- **RECORDS SUPPLIED**:
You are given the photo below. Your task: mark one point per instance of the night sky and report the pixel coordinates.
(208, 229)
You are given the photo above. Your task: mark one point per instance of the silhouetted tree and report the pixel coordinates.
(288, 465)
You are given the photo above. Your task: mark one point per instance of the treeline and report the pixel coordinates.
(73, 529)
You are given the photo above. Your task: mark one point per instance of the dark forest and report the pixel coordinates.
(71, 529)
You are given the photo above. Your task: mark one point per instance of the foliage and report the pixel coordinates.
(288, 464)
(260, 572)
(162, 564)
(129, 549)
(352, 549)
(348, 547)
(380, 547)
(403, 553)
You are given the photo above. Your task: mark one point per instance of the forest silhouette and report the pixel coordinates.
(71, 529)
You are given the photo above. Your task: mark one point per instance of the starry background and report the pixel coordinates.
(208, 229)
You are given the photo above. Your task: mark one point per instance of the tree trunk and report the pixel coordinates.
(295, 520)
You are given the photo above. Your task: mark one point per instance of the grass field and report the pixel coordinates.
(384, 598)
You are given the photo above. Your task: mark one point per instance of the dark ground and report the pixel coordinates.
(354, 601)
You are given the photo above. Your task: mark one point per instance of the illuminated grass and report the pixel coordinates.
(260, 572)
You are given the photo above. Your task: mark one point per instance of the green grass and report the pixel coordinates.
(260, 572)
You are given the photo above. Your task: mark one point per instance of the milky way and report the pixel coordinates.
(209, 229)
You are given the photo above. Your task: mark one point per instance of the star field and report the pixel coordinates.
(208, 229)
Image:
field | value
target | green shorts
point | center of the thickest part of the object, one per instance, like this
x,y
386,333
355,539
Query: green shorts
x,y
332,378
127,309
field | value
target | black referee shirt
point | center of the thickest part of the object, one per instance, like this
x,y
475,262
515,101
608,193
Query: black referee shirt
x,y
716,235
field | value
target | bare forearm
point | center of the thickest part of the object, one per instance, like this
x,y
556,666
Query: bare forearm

- **YOUR GOAL**: Each line of the data is to be transcribed exactly, with nothing left out.

- **SOLUTION FOR THIS EXERCISE**:
You are given the photo below. Your task: mark one point per instance of the night sky and report the pixel coordinates.
(208, 229)
You are given the photo above. Your task: mark one point per instance of the silhouetted tree and report the pixel coordinates.
(288, 465)
You are given the photo above. Your task: mark one point per instance of the treeline and report the pixel coordinates.
(73, 529)
You are given the photo above. Your task: mark one point per instance of the dark forest and report the pixel coordinates.
(71, 529)
You are given the photo above. Your task: mark one point per instance of the foliage and report the pixel coordinates.
(288, 464)
(260, 572)
(162, 564)
(129, 549)
(352, 549)
(348, 547)
(380, 547)
(403, 553)
You are given the photo above. Your task: mark one point per instance of the forest silhouette and report the pixel coordinates.
(71, 529)
You are given the photo above. Your task: mark one point per instance of the starry background and report the pixel coordinates.
(208, 229)
You are given the photo above. Your task: mark one point per instance of the tree trunk and report the pixel coordinates.
(295, 520)
You are given the photo above. Your task: mark one point per instance of the grass field and report the pixel coordinates.
(384, 598)
You are given the photo above. Your task: mark one point per instance of the dark ground and report the pixel coordinates.
(354, 601)
You are given the photo above. Your task: mark one point per instance of the illuminated grass and report the pixel coordinates.
(260, 572)
You are given the photo above. Your task: mark one point per instance of the green grass and report the pixel coordinates.
(260, 572)
You are given the photo above. Your task: mark one point per instance of the milky way and report the pixel coordinates.
(209, 229)
You are given the photo above. Your task: mark one point per instance of the star field and report the pixel coordinates.
(208, 229)
Image:
field | value
target | green shorts
point | center of the thickest part of the object, one per instance, like this
x,y
386,333
355,539
Query: green shorts
x,y
332,378
127,309
field | value
target | black referee shirt
point | center of the thickest part of the object, one per instance, like this
x,y
475,262
515,101
608,193
Query: black referee shirt
x,y
716,235
field | value
target | bare forearm
point | center of the thickest part of the object, one per instance, like this
x,y
556,666
Query: bare forearm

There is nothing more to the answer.